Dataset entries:
%%

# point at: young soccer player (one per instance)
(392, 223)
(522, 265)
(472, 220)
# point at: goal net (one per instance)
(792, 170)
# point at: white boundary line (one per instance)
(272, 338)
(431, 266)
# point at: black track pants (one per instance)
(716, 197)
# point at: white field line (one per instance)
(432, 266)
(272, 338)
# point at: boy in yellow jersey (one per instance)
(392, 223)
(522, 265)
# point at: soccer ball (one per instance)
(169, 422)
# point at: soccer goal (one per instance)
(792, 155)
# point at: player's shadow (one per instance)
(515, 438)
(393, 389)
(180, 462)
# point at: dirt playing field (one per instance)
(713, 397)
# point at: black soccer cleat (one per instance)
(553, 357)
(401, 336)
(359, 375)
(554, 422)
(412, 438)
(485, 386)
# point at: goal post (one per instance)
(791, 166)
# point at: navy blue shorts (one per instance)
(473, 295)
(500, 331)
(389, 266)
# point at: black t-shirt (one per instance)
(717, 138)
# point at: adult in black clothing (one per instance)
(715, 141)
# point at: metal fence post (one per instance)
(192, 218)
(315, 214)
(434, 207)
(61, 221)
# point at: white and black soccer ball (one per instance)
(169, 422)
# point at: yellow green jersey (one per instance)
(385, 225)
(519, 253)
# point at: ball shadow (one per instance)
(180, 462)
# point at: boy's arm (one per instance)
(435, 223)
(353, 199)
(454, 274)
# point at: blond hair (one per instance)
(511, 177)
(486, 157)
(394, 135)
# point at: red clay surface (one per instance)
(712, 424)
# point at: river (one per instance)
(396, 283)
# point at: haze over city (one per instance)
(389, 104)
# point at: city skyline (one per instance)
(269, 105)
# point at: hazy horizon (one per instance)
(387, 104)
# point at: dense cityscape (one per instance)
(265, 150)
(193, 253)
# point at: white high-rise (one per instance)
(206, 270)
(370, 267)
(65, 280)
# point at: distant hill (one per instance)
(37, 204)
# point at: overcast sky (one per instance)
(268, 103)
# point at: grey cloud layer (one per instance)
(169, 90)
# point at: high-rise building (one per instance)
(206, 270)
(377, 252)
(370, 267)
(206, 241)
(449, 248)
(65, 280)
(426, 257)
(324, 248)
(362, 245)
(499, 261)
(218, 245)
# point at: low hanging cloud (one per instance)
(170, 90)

%%

#### [What the task requires]
Copy each line of the data above exactly as it appears.

#### [Response area]
# point at: young soccer player (one per instance)
(392, 223)
(522, 265)
(472, 220)
# point at: goal net (one per instance)
(792, 170)
# point at: white boundary line (one per instance)
(272, 338)
(431, 266)
# point at: black track pants (one per instance)
(716, 197)
# point at: white field line (one per instance)
(432, 266)
(272, 338)
# point at: boy in yellow jersey (one per instance)
(392, 223)
(522, 265)
# point at: soccer ball (one per instance)
(169, 422)
# point at: soccer goal (one per instance)
(792, 155)
# point at: player's shadow (one per instance)
(515, 438)
(393, 389)
(180, 462)
# point at: dirt playing field (one per instance)
(713, 397)
# point at: black soccer cleat (one per instance)
(553, 357)
(401, 336)
(359, 375)
(554, 422)
(412, 438)
(485, 386)
# point at: goal post (one per instance)
(791, 166)
# point at: navy blue shorts (one per instance)
(473, 295)
(500, 331)
(389, 266)
# point at: black t-shirt (one per instance)
(717, 138)
# point at: adult in black clothing (one per instance)
(715, 141)
# point at: metal fence post (one per instance)
(192, 218)
(315, 214)
(434, 207)
(61, 221)
# point at: white and black soccer ball (one per instance)
(169, 422)
# point at: yellow green jersey (one per instance)
(385, 225)
(519, 253)
# point at: ball shadow (one per instance)
(180, 462)
# point at: boy's arm (one per instance)
(435, 223)
(353, 199)
(454, 274)
# point at: blond hair (one per instance)
(511, 177)
(486, 157)
(394, 135)
# point at: red clay surface (one per instance)
(712, 424)
# point at: river (one per instance)
(396, 283)
# point at: haze over city (one per instance)
(389, 104)
# point at: city skyline (one per instance)
(269, 105)
# point at: hazy horizon (one per instance)
(387, 104)
# point at: dense cityscape (one per instance)
(265, 150)
(193, 253)
# point at: white high-rise (one per instance)
(206, 270)
(370, 267)
(65, 280)
# point at: distant hill (one per instance)
(37, 204)
# point at: overcast sky (one per instance)
(268, 103)
# point at: grey cloud layer (one per instance)
(169, 90)
# point at: high-rise building (one per instance)
(206, 270)
(377, 252)
(370, 267)
(206, 241)
(449, 248)
(65, 280)
(426, 257)
(324, 248)
(362, 245)
(499, 261)
(218, 245)
# point at: low hanging cloud (one per instance)
(170, 90)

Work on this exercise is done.